About this exercise -
Carry the article below on Danish carbon dioxide storage forward, beginning right after its last sentence.

Document segment -
Geologists note that the reservoirs being targeted in the North Sea have already stored hydrocarbons for millions of years under thick caprock layers. The same formations that kept oil and gas in place are, in principle, well suited to storing injected CO₂.
Before approving Greensand’s move to commercial phase, the independent assurance firm DNV certified the first CO₂ storage site for the project, reviewing the reservoir, wells and monitoring plans.
The pilot injections in 2023 were tracked using new monitoring technology designed to map the movement of CO₂ underground and detect any anomalies. According to the consortium, the data showed the injected carbon remaining where it was supposed to be, with no sign of leakage.
Still, the Global CCS Institute notes that the industry is in its infancy: 50 operating projects and a few dozen under construction is a thin data set compared with the trillions of tonnes of CO₂ that may ultimately need managing over the century.
If anything were to go wrong in a high-profile project like Greensand, the reputational damage to CCS – and to Denmark’s broader climate strategy – could be severe.
A North Sea carbon network takes shape
Greensand is not the only Danish storage project in play.
- Bifrost, led by TotalEnergies and Nordsøfonden, aims to use the depleted Harald gas fields to store 3 million tonnes of CO₂ a year by 2030, rising to a potential 16 million tonnes after expansion.
- Greenstore, an onshore project in the Gassum area, could eventually hold up to 5 million tonnes a year.
- Other licences, including Ruby and Norne, target onshore saline aquifers and could together provide tens of millions of tonnes of capacity.

Information given -
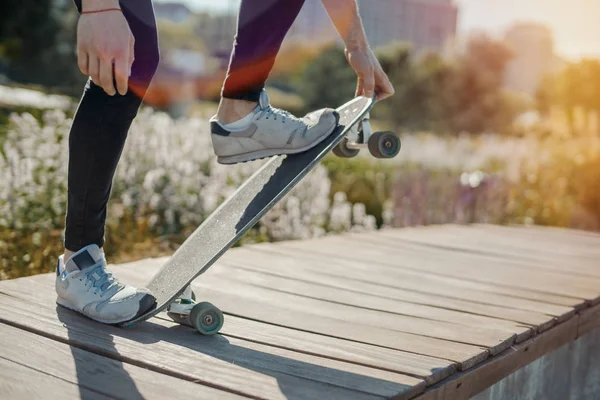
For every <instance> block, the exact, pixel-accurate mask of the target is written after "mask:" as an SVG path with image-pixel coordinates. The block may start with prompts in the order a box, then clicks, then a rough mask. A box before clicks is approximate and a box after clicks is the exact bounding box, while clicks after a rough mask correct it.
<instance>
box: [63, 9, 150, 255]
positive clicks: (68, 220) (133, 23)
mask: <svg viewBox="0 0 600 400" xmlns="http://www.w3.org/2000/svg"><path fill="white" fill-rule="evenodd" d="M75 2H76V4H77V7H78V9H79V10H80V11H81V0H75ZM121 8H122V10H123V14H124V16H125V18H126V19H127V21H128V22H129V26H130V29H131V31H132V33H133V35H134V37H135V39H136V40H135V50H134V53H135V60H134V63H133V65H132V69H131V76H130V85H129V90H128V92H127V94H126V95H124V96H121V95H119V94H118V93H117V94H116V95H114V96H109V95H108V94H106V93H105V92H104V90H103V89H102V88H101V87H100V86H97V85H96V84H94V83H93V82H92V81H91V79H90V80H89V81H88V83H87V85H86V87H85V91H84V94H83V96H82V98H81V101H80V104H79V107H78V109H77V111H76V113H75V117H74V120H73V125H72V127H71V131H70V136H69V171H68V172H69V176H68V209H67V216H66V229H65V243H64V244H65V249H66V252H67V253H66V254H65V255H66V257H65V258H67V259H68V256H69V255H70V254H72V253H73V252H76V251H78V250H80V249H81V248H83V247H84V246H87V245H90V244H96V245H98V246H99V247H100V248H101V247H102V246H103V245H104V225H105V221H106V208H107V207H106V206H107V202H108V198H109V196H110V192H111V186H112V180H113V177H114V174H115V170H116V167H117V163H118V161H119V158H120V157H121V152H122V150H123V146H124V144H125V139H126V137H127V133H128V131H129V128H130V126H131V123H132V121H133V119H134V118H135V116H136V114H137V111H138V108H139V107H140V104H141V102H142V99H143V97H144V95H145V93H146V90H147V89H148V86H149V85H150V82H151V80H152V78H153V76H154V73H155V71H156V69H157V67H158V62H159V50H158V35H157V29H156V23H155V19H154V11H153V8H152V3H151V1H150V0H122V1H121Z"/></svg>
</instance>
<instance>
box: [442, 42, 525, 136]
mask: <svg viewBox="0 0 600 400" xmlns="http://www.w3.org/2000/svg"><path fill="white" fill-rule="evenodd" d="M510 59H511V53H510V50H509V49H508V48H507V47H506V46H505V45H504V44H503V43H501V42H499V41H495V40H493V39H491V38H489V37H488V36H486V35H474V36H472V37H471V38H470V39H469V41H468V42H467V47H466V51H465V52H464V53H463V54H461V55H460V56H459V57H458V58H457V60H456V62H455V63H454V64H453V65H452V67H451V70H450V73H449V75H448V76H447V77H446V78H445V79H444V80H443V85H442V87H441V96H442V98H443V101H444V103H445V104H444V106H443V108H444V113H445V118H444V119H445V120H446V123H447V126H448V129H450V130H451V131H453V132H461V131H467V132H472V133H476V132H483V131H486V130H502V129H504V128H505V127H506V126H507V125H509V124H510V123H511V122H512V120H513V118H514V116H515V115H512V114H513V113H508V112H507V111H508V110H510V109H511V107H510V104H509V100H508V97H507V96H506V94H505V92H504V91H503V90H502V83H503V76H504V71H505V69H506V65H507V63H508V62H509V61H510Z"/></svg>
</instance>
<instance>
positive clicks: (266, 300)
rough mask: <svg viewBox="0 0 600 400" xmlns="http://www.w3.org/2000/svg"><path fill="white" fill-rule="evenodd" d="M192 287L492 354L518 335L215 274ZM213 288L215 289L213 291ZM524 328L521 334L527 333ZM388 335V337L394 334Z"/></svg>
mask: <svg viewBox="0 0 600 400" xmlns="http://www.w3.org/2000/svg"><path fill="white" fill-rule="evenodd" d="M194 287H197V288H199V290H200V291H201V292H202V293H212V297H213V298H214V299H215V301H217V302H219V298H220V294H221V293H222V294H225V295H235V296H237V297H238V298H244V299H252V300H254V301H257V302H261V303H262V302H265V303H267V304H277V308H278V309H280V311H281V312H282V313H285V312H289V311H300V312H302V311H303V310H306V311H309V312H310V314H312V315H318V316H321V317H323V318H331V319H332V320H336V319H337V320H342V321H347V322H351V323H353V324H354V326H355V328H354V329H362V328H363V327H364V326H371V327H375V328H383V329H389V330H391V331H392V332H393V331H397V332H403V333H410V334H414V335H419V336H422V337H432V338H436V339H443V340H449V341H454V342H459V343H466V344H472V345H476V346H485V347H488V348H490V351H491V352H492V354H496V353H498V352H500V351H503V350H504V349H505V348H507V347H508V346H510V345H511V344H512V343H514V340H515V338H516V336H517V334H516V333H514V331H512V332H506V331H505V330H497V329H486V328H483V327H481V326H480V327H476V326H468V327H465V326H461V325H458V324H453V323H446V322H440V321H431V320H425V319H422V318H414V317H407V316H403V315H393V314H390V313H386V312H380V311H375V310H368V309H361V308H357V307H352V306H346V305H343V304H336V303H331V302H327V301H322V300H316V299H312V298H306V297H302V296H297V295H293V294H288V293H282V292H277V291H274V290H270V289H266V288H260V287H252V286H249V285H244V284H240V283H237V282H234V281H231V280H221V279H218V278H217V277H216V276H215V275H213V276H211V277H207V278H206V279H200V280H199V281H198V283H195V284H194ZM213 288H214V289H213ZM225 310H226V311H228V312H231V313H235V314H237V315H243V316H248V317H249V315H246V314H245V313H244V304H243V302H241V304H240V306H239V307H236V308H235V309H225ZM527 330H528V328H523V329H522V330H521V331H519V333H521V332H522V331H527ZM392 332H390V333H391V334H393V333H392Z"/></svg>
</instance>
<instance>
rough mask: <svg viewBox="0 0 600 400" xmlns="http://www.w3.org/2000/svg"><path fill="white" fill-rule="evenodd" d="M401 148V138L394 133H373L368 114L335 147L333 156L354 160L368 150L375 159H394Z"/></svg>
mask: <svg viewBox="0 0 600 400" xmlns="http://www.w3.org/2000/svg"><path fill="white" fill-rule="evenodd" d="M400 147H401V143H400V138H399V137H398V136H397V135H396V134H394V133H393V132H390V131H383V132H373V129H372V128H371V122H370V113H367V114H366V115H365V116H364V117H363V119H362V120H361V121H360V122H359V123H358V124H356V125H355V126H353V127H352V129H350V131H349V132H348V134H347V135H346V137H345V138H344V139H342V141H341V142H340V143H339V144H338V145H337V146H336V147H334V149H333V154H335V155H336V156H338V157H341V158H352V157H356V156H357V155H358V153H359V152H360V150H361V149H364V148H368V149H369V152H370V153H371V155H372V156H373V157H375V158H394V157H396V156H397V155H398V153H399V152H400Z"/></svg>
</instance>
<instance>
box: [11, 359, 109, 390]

Response to the task -
Beyond Denmark, the IOGP Europe map lists a growing roster of offshore storage projects around the North Sea and the broader European continental shelf, many backed by EU Innovation Fund support or designated as Projects of Common Interest.
Overlay this with the EU’s Industrial Carbon Management Strategy and the picture becomes clearer: policymakers are not merely dabbling in CCS. They are trying to build an integrated CO₂ transport and storage market, with:
- Cross-border shipping and pipeline networks;
- Standardised storage permits and monitoring rules;
- Obligations on oil and gas companies to turn depleted fields into storage assets.
If successful, the North Sea could become a shared piece of decarbonisation infrastructure – a kind of negative-emissions utility serving multiple countries and industries.
What success would really look like
It is tempting to treat Greensand’s story as a neat narrative arc: from oil to climate solution. Reality will be messier.
By 2030, a realistic definition of success for Denmark and the EU might look like this:
- Greensand and several other Danish sites operating safely at or near their planned capacities.
- A functioning market in storage services, with cross-border CO₂ flows from industrial clusters in Germany, Sweden, the Netherlands and Poland.
- Measurable, independently verified reductions in emissions from specific sectors – cement, chemicals, waste – that would have been extremely difficult to decarbonise otherwise.
- Clear rules that limit CCS to those sectors, rather than allowing it to become a blanket licence for continued fossil fuel use.
Even then, CCS will be a supporting actor, not the star. At 8 million tonnes a year, Greensand’s contribution barely registers against global emissions of nearly 38 billion tonnes, or even Europe’s own share.
Its real significance lies elsewhere. If Denmark can show that offshore storage can be deployed quickly, safely and at tolerable cost – and that it can be integrated with strong policies on renewables, electrification and efficiency – it will provide a template that others can adapt.
If, on the other hand, Greensand fails to scale, suffers delays or becomes a symbol of public anger over costs and fossil fuel lock-in, it will reinforce the arguments of those who say CCS is a distraction from the real work of cutting emissions.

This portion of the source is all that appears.